======== Records to process ========
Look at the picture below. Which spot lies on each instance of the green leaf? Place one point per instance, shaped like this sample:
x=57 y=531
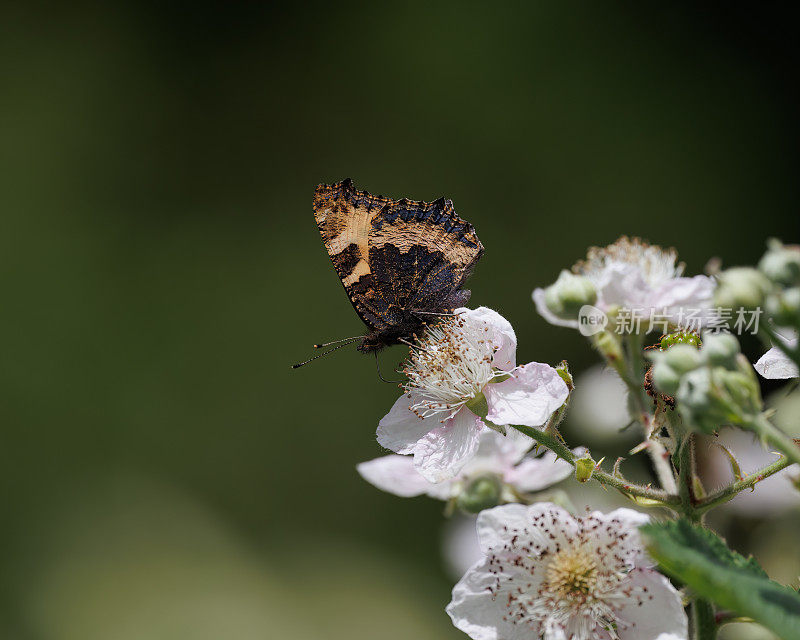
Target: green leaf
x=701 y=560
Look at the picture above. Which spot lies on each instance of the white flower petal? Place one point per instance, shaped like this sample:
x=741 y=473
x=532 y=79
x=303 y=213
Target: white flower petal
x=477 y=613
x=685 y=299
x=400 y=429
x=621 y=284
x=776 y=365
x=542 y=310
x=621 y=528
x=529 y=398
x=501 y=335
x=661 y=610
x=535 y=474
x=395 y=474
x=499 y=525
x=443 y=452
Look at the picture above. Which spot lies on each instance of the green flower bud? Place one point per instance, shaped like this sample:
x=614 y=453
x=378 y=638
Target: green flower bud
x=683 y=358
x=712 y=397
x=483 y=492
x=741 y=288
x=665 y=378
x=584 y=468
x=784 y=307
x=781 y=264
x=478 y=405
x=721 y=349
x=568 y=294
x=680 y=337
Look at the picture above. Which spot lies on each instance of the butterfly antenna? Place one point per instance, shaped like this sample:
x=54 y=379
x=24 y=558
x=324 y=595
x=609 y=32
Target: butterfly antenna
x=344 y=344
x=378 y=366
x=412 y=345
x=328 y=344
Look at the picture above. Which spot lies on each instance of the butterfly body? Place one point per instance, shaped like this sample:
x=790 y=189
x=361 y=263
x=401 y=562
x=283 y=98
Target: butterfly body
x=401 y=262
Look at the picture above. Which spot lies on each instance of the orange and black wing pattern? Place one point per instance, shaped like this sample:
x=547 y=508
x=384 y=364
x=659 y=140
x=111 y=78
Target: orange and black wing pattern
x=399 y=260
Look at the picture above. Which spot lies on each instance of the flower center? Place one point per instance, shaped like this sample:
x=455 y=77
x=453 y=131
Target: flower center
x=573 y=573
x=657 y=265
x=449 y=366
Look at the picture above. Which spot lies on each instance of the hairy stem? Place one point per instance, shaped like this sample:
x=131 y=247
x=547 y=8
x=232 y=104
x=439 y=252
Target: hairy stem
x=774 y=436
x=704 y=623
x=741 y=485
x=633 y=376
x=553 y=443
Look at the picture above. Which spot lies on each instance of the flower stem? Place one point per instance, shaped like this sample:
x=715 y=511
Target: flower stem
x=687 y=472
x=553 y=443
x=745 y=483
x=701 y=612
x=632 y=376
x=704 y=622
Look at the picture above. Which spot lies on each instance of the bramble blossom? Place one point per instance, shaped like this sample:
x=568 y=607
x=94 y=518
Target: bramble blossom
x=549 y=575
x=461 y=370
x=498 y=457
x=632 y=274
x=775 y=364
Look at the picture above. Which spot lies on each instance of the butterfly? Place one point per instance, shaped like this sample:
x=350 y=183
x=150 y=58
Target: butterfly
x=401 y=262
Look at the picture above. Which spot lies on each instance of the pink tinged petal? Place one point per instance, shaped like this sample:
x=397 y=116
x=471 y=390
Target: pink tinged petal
========
======== Records to process ========
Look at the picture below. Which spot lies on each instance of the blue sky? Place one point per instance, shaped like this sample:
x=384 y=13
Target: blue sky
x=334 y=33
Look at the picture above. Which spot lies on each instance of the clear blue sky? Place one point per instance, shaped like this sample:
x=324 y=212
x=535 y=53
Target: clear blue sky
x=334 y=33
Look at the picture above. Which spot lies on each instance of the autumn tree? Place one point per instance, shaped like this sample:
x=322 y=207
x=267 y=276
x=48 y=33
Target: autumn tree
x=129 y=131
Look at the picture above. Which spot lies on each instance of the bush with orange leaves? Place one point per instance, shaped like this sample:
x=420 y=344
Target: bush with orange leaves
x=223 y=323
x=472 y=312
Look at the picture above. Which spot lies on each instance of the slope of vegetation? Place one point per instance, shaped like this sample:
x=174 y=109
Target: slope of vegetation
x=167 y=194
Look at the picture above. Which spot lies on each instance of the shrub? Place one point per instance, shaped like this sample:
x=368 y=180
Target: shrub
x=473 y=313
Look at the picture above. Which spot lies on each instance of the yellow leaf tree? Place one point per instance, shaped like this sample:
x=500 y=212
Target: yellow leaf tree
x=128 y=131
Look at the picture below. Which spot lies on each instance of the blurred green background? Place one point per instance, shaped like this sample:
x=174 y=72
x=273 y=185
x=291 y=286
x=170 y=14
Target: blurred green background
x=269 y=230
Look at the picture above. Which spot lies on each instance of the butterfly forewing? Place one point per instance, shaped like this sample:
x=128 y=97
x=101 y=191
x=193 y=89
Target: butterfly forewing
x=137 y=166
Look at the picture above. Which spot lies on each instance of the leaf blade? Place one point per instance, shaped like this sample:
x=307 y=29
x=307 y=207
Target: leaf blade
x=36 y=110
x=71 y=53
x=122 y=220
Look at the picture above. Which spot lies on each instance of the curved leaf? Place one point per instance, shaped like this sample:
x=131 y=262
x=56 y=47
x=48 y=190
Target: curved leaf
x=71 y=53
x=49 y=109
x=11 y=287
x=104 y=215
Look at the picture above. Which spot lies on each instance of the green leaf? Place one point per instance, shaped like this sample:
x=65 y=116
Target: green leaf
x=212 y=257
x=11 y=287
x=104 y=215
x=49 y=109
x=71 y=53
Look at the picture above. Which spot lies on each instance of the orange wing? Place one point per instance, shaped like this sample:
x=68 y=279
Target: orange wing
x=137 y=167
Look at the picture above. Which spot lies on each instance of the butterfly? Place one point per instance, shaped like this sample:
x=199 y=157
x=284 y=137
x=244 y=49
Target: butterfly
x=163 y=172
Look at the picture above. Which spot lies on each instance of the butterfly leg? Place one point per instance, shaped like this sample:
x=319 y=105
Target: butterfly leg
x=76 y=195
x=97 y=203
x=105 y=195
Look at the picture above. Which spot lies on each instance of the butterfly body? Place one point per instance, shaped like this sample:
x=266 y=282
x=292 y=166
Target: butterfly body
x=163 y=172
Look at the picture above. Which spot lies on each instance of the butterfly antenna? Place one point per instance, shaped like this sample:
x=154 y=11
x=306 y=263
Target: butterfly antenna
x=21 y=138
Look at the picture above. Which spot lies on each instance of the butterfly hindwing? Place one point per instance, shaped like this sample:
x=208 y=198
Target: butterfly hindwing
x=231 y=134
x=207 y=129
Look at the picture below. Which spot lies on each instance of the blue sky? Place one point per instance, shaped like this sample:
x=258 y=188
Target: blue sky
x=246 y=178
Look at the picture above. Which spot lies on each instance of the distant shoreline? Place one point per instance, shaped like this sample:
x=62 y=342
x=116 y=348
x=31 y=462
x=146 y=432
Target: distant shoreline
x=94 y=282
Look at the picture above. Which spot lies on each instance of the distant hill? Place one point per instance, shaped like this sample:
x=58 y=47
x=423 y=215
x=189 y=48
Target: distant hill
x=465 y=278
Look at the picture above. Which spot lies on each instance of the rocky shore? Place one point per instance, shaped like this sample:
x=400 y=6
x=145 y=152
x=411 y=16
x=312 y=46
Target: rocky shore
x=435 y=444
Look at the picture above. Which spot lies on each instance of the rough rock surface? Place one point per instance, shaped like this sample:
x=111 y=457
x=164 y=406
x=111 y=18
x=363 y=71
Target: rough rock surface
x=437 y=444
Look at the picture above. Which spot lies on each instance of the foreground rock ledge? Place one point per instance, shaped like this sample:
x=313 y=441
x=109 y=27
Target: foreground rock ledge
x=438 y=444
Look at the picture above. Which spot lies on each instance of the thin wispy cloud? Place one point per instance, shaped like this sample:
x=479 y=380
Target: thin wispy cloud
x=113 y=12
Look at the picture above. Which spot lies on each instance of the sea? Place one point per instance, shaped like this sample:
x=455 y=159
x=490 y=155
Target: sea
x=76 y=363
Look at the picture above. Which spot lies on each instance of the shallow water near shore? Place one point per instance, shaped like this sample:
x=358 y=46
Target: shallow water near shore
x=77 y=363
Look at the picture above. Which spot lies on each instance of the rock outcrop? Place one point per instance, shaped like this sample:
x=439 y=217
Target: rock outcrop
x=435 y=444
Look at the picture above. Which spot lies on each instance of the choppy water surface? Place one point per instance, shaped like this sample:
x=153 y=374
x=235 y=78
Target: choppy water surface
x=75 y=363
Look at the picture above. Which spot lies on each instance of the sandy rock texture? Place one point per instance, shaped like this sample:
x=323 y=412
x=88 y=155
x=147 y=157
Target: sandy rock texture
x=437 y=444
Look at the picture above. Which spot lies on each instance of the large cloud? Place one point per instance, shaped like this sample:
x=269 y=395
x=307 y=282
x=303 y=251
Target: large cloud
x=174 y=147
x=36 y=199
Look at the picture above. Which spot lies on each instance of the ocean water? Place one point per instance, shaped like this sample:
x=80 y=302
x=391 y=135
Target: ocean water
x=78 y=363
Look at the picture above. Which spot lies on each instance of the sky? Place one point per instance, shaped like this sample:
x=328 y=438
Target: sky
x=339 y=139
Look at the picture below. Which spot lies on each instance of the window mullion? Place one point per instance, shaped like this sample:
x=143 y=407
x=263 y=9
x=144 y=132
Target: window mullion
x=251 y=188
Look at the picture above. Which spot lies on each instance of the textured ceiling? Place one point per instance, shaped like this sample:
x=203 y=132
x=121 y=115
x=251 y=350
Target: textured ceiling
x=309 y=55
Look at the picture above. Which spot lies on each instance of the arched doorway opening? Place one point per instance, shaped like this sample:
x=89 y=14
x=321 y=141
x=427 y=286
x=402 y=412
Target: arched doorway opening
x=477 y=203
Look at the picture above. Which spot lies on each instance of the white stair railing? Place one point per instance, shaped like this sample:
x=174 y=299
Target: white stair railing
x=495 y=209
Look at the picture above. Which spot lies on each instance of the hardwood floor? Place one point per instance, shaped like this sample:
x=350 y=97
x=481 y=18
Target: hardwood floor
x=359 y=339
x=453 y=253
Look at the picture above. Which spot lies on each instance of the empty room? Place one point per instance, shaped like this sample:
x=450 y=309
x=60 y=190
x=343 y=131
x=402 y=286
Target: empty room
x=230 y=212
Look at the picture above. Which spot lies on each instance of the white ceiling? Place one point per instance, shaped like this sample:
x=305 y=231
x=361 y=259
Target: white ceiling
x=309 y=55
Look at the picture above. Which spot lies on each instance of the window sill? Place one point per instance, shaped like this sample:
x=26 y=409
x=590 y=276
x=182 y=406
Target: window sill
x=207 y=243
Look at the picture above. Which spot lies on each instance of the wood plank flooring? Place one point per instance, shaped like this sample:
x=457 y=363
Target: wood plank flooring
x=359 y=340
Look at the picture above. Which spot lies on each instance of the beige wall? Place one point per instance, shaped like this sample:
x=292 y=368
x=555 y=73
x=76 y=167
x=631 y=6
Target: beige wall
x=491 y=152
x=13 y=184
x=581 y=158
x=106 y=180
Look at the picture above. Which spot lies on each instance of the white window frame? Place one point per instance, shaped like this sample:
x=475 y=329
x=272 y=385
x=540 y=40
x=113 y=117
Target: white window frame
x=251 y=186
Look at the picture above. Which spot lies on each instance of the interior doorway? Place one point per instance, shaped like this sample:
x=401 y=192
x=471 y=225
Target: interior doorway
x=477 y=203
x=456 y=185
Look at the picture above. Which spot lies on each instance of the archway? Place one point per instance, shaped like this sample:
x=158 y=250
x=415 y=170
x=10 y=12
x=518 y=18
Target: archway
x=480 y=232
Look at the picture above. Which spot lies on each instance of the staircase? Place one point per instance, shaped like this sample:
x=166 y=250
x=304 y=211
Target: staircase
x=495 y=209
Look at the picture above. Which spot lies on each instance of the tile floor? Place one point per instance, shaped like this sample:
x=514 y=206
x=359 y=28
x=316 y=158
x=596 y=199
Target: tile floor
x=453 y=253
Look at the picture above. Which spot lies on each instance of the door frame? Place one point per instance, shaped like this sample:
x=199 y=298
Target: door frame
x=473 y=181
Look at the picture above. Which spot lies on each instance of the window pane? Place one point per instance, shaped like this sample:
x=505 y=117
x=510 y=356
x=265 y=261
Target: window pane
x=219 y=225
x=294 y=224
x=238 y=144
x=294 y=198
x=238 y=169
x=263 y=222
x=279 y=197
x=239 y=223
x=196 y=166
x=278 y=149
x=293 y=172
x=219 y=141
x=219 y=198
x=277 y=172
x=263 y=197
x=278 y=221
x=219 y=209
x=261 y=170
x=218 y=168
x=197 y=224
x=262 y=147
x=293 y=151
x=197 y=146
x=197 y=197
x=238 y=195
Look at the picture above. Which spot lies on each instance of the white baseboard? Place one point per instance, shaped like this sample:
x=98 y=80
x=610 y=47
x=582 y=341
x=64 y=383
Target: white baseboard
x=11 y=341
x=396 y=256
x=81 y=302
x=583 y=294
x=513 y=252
========
======== Records to process ========
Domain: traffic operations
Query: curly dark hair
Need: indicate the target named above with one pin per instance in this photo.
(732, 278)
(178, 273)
========
Directive ▸ Count the lines of the records that contain the word "large", and give only the number.

Reply ▸ 2